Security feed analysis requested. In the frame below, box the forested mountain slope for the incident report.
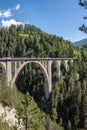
[0,25,87,130]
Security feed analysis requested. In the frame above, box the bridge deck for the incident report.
[0,57,77,62]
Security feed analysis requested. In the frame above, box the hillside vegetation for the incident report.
[0,24,87,130]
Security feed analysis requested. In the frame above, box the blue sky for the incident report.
[0,0,87,41]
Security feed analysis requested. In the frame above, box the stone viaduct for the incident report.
[0,57,76,99]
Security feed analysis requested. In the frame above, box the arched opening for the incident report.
[12,61,49,109]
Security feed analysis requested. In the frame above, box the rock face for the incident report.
[0,103,18,127]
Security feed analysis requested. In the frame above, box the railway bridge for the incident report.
[0,57,76,99]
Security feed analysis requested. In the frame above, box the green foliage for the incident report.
[0,24,87,130]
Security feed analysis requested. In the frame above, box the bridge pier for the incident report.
[6,61,12,86]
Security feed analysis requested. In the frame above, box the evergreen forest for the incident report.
[0,24,87,130]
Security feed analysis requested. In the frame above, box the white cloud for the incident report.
[15,4,20,10]
[0,9,12,18]
[1,19,23,27]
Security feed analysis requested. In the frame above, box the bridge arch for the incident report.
[11,61,50,98]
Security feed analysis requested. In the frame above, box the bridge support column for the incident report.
[45,61,52,99]
[56,60,61,77]
[64,60,68,70]
[6,61,12,86]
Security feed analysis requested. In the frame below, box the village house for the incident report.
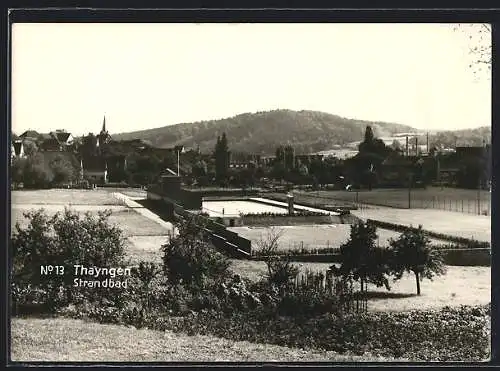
[80,156,108,184]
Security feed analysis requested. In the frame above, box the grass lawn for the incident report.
[228,224,444,250]
[11,189,122,205]
[296,187,491,214]
[231,259,491,311]
[352,208,491,242]
[126,236,168,264]
[11,204,168,237]
[11,318,402,362]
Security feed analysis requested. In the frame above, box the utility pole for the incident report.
[177,149,181,176]
[408,172,413,209]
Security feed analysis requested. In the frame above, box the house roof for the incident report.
[19,130,40,139]
[382,156,412,166]
[161,167,177,176]
[52,130,71,143]
[82,156,107,172]
[38,151,78,165]
[40,137,61,148]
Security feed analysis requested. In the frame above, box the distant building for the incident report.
[80,156,108,184]
[11,139,26,158]
[97,116,111,147]
[19,130,40,142]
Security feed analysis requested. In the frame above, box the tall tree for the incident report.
[330,220,390,291]
[389,225,446,295]
[214,133,229,184]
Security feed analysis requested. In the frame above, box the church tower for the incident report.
[97,115,111,147]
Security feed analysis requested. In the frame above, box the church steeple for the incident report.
[101,115,106,133]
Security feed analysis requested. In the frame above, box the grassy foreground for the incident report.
[11,318,404,362]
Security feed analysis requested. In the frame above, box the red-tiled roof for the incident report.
[53,131,71,143]
[82,156,106,172]
[19,130,40,139]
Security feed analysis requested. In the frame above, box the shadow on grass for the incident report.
[355,291,417,300]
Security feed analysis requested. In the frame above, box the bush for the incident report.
[367,219,491,248]
[162,217,230,287]
[11,209,124,313]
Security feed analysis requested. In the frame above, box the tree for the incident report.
[257,227,299,293]
[454,23,492,77]
[23,153,54,188]
[162,217,231,288]
[214,133,229,184]
[330,220,390,292]
[364,125,375,143]
[389,225,446,295]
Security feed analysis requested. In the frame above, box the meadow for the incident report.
[294,187,491,215]
[228,224,442,250]
[11,190,491,362]
[12,318,404,362]
[231,259,491,311]
[352,208,491,242]
[11,189,170,263]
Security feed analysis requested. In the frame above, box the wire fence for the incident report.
[294,190,491,216]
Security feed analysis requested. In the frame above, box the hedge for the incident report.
[367,219,491,249]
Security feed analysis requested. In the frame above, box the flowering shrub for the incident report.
[11,209,125,314]
[367,219,491,249]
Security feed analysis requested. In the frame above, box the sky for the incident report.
[11,23,491,135]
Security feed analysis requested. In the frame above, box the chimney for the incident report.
[287,192,294,215]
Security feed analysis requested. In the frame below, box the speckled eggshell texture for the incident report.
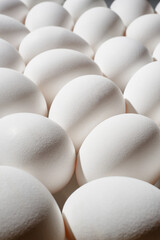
[49,75,125,151]
[63,177,160,240]
[74,7,125,51]
[63,0,107,21]
[111,0,154,26]
[24,49,101,106]
[0,38,25,72]
[0,14,29,48]
[0,166,65,240]
[95,37,152,91]
[25,2,73,31]
[152,42,160,61]
[126,14,160,55]
[124,62,160,126]
[0,113,75,193]
[19,26,93,63]
[0,0,28,22]
[0,68,47,118]
[76,114,160,185]
[21,0,64,9]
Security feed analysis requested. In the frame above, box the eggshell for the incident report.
[53,174,79,210]
[0,68,47,117]
[0,38,25,72]
[0,166,64,240]
[76,114,160,185]
[155,2,160,14]
[63,0,107,21]
[0,0,28,22]
[126,14,160,55]
[24,49,101,105]
[0,113,75,193]
[19,26,93,63]
[95,37,152,91]
[63,177,160,240]
[0,14,29,48]
[49,75,125,151]
[152,42,160,61]
[111,0,154,26]
[25,2,73,31]
[124,62,160,126]
[21,0,64,9]
[74,7,125,51]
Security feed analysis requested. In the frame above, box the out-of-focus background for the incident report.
[105,0,159,7]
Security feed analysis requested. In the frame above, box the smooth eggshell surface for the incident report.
[49,75,125,151]
[0,39,25,72]
[63,177,160,240]
[19,26,93,63]
[63,0,107,21]
[152,42,160,61]
[25,2,73,31]
[0,68,47,117]
[76,114,160,185]
[0,166,65,240]
[74,7,125,51]
[0,113,75,193]
[111,0,154,26]
[0,0,28,22]
[21,0,64,9]
[95,37,152,91]
[124,62,160,126]
[0,14,29,48]
[126,14,160,55]
[53,174,79,210]
[24,49,101,106]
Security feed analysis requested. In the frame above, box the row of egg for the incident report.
[0,0,160,240]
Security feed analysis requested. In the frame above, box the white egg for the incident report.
[63,0,107,21]
[111,0,154,26]
[152,42,160,61]
[0,38,25,72]
[76,114,160,185]
[0,0,28,22]
[24,49,101,106]
[0,113,75,193]
[49,75,125,151]
[21,0,64,9]
[25,2,73,31]
[0,14,29,48]
[19,26,93,63]
[0,68,47,117]
[124,62,160,126]
[53,174,79,210]
[74,7,125,51]
[0,166,65,240]
[126,14,160,55]
[63,177,160,240]
[155,2,160,14]
[95,37,152,91]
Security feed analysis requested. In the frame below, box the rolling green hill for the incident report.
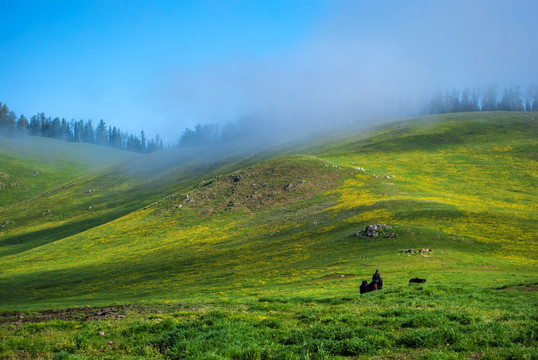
[0,113,538,358]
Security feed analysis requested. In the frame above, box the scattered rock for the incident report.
[418,248,433,254]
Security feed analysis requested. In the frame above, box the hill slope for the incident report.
[0,136,137,210]
[0,113,538,306]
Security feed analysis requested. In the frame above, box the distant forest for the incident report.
[178,85,538,147]
[0,85,538,153]
[0,103,164,153]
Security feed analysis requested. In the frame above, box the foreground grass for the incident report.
[0,284,538,359]
[0,113,538,359]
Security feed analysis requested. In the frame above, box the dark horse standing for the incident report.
[359,270,383,294]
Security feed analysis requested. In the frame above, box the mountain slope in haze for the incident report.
[0,136,137,210]
[0,113,538,306]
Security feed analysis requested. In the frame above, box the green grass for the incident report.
[0,113,538,359]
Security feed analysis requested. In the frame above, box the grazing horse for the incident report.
[409,278,426,284]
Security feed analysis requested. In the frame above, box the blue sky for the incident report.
[0,0,538,141]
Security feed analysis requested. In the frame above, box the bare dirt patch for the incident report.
[0,305,138,324]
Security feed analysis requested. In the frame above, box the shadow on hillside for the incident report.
[0,212,132,256]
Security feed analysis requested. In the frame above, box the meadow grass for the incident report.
[0,113,538,359]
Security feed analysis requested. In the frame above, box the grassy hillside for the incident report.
[0,136,137,210]
[0,113,538,358]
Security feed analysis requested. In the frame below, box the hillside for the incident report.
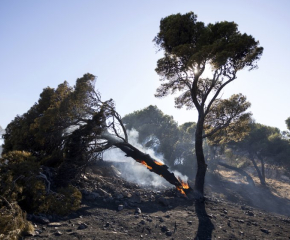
[21,162,290,240]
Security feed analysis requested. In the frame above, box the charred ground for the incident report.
[24,162,290,240]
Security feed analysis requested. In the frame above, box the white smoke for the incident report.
[103,129,172,187]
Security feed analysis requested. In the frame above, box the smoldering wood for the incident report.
[114,142,193,195]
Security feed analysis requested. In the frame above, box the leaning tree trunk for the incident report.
[113,142,193,198]
[194,120,207,200]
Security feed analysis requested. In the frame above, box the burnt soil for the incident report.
[23,163,290,240]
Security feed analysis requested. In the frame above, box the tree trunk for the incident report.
[249,154,266,186]
[194,121,207,200]
[257,154,266,185]
[114,142,193,198]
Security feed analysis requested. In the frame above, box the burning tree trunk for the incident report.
[114,142,193,197]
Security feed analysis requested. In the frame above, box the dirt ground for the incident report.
[23,164,290,240]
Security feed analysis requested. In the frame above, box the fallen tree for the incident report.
[4,74,192,201]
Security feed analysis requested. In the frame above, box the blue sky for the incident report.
[0,0,290,130]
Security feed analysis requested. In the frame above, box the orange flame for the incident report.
[140,161,152,170]
[176,177,189,196]
[154,160,164,166]
[176,187,186,196]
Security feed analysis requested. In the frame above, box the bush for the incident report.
[0,197,34,240]
[0,151,82,215]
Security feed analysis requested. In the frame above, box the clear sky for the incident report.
[0,0,290,130]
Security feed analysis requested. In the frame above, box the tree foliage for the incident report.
[123,105,196,175]
[227,122,290,185]
[153,12,263,196]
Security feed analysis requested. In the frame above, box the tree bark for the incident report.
[249,154,266,186]
[114,142,193,197]
[257,154,266,185]
[194,118,207,200]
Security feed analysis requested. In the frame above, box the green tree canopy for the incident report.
[153,12,263,197]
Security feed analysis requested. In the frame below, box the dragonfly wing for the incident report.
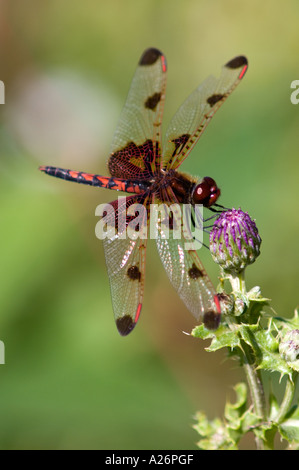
[156,193,220,329]
[108,48,167,180]
[103,195,148,336]
[163,56,248,169]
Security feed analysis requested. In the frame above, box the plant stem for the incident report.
[275,373,298,424]
[229,271,267,450]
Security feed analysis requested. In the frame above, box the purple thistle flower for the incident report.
[210,209,262,274]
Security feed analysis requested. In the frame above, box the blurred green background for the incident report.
[0,0,299,450]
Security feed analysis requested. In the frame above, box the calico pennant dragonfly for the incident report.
[40,48,248,336]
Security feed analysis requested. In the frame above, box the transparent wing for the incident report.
[163,56,248,169]
[103,196,148,336]
[108,48,167,180]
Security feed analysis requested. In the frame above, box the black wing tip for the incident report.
[203,310,221,330]
[116,315,136,336]
[225,55,248,69]
[139,47,163,65]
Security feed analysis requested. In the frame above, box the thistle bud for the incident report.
[210,209,261,274]
[279,330,299,362]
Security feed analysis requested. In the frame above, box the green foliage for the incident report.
[192,274,299,450]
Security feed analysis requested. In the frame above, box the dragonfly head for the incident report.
[192,176,220,207]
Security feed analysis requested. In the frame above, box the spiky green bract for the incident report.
[192,310,299,450]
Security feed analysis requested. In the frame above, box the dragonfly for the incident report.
[39,47,248,336]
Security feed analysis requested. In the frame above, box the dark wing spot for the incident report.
[116,315,136,336]
[207,94,224,108]
[139,47,162,65]
[225,55,248,69]
[203,310,221,330]
[127,266,141,281]
[144,93,161,111]
[188,263,203,279]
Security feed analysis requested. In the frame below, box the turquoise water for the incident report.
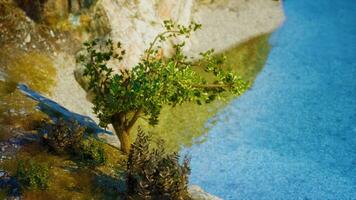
[183,0,356,200]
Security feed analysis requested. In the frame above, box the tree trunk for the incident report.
[112,121,131,154]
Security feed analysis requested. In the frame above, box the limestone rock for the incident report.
[188,185,221,200]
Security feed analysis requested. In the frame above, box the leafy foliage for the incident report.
[126,130,190,200]
[39,118,106,166]
[78,21,248,129]
[39,119,85,154]
[75,137,107,166]
[16,160,49,190]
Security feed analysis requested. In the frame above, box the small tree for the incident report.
[78,21,248,154]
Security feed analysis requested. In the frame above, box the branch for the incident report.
[146,31,179,61]
[126,108,143,129]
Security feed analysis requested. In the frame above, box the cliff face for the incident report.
[0,0,284,145]
[0,0,284,199]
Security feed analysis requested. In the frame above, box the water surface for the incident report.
[184,0,356,200]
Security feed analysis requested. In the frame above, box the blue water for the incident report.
[183,0,356,200]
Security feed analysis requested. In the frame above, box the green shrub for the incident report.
[126,130,191,200]
[39,119,85,154]
[75,137,107,166]
[16,160,49,190]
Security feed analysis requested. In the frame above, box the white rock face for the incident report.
[99,0,284,68]
[52,0,284,146]
[188,185,221,200]
[190,0,284,54]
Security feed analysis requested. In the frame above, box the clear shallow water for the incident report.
[183,0,356,200]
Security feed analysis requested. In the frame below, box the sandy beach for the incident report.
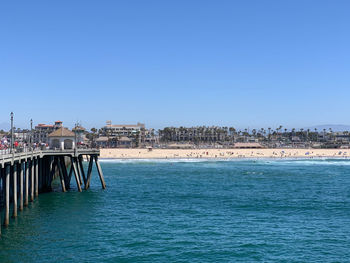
[100,148,350,159]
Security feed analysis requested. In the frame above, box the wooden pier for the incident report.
[0,149,106,235]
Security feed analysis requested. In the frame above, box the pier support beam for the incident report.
[71,157,81,192]
[34,159,39,197]
[24,160,29,206]
[12,164,18,217]
[95,155,106,189]
[4,166,10,227]
[57,159,67,192]
[78,156,86,185]
[85,158,93,190]
[30,158,34,202]
[18,162,23,211]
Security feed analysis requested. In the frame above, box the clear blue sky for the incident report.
[0,0,350,131]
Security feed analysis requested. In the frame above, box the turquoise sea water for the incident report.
[0,160,350,263]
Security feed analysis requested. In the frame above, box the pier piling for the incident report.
[17,162,23,211]
[11,164,18,217]
[0,149,106,235]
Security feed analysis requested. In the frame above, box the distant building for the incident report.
[102,121,145,137]
[33,121,62,144]
[48,127,75,150]
[72,125,86,145]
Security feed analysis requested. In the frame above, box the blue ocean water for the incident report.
[0,159,350,263]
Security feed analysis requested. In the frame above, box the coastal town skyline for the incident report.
[0,1,350,128]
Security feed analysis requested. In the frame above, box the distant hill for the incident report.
[304,124,350,132]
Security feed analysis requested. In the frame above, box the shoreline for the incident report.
[100,148,350,160]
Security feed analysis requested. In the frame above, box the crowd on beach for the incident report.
[101,149,349,159]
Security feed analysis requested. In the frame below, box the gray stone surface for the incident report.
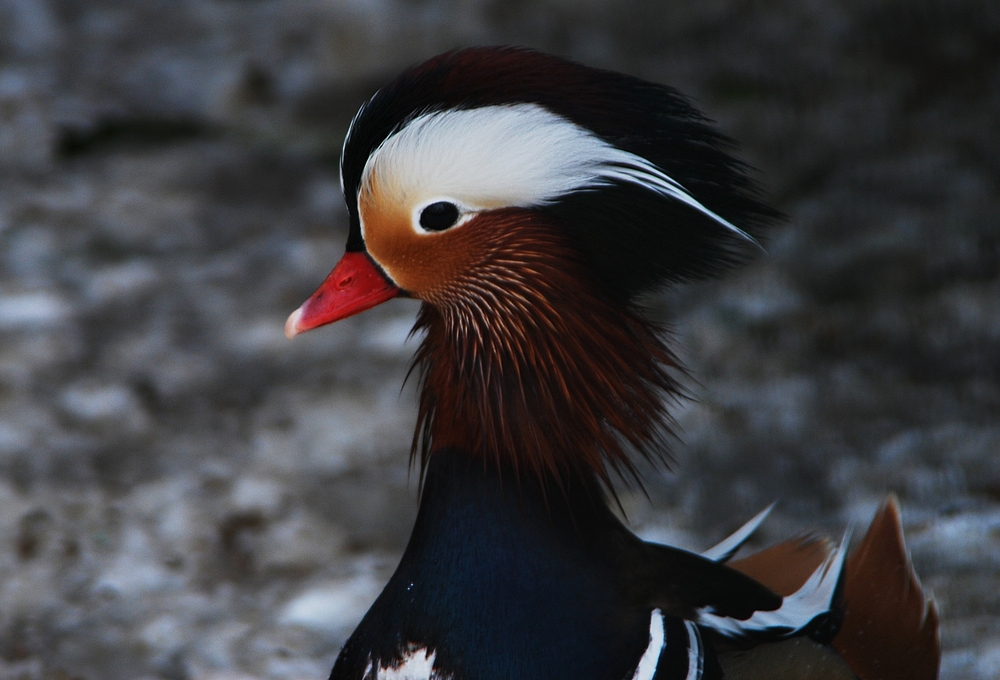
[0,0,1000,680]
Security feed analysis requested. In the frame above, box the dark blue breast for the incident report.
[331,452,650,680]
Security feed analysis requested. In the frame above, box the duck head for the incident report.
[286,48,778,480]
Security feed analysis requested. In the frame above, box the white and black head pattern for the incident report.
[341,47,778,298]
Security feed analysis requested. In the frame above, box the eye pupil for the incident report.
[420,201,458,231]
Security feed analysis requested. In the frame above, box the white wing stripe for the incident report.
[698,532,850,637]
[632,609,667,680]
[701,503,775,562]
[684,621,705,680]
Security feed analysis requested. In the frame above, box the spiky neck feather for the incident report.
[413,210,680,483]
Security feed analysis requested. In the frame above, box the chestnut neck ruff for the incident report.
[411,210,682,486]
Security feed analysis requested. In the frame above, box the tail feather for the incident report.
[832,498,941,680]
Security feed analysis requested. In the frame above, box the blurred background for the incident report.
[0,0,1000,680]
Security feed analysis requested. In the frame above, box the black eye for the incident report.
[420,201,458,231]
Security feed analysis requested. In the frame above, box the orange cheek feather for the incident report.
[358,181,489,302]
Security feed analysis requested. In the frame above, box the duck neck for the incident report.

● **Given exercise**: Arrange the items from the line containing "charred ground for the incident report." through the line containing "[114,142,193,198]" as a two-column CSV with the columns label_request and bounding_boxes. Each request gets one row, with its text and its answer in single quoted fields and any line breaks replaced by spaces.

● **Response to the exercise**:
label_request,bounding_boxes
"Security feed analysis requested. In the frame above, box the charred ground for the incident report.","[24,162,290,240]"
"Security feed analysis requested. In the frame above, box the white smoke for the incident report.","[103,129,172,187]"
"Security feed analysis requested. In the frame above, box the smoldering wood for the incident report.","[114,142,193,195]"
"Security feed analysis requested. In the frame above, box the leaning tree trunk for the incident report.","[113,142,193,198] [194,120,207,200]"
"Security feed analysis requested. In the frame above, box the burnt soil for the incident report.","[23,163,290,240]"
"Security feed analysis requested. In the frame above, box the tree trunk for the incident report.","[249,154,266,186] [194,121,207,200] [257,154,266,185] [114,142,193,198]"